## [WHAT IS BEING ASKED]
Tally the lines in the material below that contain the word "yellow" and give only that number.

## [SUPPLIED INFORMATION]
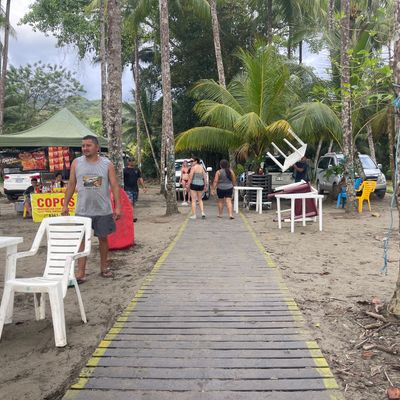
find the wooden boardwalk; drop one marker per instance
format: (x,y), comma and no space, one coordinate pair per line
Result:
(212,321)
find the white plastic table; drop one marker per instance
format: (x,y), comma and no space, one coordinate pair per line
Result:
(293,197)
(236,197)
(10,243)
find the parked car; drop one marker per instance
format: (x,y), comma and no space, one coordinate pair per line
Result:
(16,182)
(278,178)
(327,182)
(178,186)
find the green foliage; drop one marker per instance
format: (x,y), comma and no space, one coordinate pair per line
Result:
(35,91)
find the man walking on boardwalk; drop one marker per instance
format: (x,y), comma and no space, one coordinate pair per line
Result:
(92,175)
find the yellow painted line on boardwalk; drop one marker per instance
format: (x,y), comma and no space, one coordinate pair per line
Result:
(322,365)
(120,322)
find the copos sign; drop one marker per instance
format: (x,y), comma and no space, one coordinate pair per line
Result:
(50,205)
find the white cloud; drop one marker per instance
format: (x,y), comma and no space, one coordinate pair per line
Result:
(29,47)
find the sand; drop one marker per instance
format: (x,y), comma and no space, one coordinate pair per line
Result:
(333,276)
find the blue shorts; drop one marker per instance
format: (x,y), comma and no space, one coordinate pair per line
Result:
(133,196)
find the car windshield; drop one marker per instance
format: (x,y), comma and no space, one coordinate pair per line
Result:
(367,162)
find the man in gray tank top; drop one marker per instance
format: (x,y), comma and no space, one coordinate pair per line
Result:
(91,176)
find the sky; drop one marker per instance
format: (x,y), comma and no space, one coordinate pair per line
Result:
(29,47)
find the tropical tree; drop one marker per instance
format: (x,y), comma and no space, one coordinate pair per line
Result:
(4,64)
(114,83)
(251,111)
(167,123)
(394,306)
---
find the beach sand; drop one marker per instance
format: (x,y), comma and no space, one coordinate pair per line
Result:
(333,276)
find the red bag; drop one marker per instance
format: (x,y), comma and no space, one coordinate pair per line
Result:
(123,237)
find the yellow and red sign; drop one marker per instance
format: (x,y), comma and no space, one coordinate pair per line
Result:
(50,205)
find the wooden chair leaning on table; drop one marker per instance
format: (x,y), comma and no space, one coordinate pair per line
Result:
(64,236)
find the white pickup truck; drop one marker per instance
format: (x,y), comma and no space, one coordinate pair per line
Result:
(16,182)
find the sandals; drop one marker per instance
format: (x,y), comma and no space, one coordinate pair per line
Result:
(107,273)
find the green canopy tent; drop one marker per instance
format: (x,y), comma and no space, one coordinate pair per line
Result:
---
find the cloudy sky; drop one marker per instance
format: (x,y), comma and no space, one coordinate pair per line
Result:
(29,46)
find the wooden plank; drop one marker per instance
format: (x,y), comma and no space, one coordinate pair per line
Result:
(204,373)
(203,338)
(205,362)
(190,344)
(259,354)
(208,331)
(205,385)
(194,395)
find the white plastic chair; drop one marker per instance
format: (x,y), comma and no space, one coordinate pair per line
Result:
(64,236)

## [TASK RESPONSE]
2